In the part of the listing that opens with the line containing "Place one keypoint on each instance of the ankle" and closes with the line containing "(745, 1053)", replace "circular logo" with "round emblem" and leave everything else unchanged. Give only those lines.

* begin RECORDS SUPPLIED *

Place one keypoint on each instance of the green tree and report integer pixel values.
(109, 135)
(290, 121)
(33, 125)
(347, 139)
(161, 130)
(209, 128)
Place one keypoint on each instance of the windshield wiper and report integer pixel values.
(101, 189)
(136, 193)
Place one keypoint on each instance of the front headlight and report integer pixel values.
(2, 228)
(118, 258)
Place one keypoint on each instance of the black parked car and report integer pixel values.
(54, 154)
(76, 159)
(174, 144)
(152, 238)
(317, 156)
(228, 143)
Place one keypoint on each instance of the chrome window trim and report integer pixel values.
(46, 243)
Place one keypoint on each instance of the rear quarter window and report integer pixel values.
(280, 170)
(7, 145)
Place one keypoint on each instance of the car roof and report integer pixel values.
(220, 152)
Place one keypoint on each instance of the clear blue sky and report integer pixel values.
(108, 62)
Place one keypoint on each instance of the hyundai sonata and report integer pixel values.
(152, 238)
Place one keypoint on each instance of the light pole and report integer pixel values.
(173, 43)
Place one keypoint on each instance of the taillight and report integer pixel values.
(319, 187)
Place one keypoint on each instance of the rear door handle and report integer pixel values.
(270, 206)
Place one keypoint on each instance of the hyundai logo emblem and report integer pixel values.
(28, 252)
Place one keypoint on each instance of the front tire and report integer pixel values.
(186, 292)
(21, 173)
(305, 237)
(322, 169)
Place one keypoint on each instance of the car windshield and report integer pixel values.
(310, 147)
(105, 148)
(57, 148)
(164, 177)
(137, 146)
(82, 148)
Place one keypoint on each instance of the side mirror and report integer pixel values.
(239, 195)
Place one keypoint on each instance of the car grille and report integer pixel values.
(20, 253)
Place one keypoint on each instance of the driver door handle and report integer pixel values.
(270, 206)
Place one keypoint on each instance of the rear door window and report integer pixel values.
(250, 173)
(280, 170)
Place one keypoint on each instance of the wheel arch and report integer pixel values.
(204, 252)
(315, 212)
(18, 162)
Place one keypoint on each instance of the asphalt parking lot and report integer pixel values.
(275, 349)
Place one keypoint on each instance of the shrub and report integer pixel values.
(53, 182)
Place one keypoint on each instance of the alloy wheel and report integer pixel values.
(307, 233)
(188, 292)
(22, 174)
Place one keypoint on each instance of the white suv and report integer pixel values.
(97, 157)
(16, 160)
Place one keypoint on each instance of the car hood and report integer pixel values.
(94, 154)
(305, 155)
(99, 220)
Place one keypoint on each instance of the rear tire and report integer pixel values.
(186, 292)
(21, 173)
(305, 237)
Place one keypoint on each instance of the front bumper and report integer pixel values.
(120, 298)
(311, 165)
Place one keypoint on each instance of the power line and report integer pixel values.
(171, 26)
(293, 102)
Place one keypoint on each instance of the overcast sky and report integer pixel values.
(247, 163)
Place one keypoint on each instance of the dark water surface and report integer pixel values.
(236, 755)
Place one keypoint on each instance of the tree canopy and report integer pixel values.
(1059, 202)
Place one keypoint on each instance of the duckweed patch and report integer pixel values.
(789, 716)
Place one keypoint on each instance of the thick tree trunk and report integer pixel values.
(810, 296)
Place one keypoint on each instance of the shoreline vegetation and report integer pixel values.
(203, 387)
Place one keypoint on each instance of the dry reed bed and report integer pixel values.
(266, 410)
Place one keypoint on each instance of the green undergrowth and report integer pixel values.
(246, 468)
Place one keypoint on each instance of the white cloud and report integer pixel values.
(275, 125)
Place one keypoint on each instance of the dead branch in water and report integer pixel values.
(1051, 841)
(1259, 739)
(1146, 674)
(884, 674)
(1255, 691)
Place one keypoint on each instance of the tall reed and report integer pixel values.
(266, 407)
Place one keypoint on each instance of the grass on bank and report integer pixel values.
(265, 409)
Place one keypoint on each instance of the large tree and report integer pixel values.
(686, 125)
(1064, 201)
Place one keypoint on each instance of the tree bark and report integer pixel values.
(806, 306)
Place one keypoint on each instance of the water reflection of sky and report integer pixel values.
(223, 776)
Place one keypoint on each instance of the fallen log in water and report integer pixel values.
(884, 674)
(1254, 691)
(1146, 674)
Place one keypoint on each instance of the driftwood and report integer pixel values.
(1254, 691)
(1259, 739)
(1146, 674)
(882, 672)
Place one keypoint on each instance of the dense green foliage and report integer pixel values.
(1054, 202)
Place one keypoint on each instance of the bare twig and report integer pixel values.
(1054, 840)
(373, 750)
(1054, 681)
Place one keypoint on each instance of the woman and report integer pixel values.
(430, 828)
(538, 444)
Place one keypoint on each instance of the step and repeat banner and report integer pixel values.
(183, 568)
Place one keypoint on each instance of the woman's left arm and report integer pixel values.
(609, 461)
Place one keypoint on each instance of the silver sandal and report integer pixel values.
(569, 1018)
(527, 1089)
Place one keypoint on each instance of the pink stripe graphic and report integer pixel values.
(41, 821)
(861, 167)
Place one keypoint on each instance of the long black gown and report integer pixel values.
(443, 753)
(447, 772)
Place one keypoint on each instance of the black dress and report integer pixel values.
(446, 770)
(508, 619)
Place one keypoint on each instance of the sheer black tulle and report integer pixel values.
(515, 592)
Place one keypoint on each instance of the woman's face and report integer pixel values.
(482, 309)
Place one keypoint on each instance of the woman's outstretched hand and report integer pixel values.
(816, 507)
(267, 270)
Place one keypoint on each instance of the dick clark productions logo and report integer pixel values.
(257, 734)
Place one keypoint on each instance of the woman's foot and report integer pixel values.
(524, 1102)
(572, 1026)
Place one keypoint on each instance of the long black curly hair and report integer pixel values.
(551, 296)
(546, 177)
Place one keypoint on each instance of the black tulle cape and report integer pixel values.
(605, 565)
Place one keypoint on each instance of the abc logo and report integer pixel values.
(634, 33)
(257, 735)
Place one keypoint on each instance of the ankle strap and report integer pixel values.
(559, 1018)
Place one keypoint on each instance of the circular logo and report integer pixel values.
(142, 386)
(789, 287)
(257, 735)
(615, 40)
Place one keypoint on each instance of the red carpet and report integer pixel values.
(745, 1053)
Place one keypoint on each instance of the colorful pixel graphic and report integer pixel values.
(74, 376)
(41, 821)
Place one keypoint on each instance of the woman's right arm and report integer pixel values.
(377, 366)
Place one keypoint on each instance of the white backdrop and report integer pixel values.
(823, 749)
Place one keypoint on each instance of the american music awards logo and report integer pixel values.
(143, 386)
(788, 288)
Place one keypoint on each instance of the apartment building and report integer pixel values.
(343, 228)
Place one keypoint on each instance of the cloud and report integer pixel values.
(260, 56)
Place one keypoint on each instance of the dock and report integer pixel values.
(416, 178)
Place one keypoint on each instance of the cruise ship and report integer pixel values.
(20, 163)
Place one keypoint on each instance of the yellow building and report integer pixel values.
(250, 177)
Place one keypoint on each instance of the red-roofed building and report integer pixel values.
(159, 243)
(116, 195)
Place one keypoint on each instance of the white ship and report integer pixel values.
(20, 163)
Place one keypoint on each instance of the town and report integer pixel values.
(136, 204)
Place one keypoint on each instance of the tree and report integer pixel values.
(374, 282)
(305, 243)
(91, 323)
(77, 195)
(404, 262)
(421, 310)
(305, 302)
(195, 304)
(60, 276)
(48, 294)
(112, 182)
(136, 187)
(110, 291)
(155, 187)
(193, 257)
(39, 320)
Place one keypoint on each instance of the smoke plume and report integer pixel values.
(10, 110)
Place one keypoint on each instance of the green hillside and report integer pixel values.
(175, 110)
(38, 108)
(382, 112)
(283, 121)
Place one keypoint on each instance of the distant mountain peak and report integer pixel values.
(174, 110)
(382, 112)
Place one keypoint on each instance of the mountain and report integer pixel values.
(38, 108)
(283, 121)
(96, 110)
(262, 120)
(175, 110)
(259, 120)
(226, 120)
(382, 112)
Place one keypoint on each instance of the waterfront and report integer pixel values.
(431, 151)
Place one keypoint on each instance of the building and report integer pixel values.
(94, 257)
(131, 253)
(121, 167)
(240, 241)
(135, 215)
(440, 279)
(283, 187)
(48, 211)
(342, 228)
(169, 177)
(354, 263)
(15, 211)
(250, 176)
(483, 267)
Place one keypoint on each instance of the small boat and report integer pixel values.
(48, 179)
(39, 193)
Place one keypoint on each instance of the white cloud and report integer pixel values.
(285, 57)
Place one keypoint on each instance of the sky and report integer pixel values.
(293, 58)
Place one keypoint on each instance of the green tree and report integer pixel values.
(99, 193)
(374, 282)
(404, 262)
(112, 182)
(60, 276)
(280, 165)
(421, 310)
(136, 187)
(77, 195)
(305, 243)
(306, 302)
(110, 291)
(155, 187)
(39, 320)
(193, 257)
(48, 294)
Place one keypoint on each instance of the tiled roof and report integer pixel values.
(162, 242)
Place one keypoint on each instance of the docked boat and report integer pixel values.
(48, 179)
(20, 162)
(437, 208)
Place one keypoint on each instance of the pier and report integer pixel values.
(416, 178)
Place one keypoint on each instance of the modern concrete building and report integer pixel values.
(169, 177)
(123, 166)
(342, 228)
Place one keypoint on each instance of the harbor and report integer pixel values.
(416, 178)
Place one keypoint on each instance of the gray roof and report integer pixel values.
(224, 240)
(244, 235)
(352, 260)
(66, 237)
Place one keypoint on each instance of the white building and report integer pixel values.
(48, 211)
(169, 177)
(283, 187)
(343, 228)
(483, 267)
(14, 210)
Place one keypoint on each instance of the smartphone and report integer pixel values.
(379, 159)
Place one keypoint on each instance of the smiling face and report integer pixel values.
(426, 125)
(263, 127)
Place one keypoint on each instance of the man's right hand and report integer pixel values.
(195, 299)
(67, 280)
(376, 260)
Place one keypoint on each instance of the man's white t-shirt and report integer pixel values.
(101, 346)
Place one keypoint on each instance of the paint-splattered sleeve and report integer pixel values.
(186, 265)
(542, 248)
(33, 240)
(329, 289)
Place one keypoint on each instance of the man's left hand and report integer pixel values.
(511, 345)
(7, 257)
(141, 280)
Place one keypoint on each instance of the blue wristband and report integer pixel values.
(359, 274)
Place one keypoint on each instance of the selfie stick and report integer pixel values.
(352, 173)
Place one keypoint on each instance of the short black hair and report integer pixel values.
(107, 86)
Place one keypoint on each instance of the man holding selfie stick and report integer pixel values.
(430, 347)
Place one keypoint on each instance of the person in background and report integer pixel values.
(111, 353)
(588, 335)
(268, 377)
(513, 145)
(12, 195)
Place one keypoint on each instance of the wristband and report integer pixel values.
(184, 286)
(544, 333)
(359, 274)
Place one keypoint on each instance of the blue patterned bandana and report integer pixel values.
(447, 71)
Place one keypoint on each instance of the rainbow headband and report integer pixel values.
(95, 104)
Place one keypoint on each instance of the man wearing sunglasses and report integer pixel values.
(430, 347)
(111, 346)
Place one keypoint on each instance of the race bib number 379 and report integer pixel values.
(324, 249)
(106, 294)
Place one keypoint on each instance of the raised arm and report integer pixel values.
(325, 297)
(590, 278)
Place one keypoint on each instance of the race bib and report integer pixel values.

* end RECORDS SUPPLIED *

## WORKED SOLUTION
Place one keypoint on each instance of the ankle strap and report integer pixel values.
(559, 1018)
Place one keypoint on each instance of the round emblem and report integer pixel values.
(142, 386)
(789, 287)
(257, 735)
(615, 40)
Place one keypoint on each instance of the red carpet and report integer pixel values.
(745, 1053)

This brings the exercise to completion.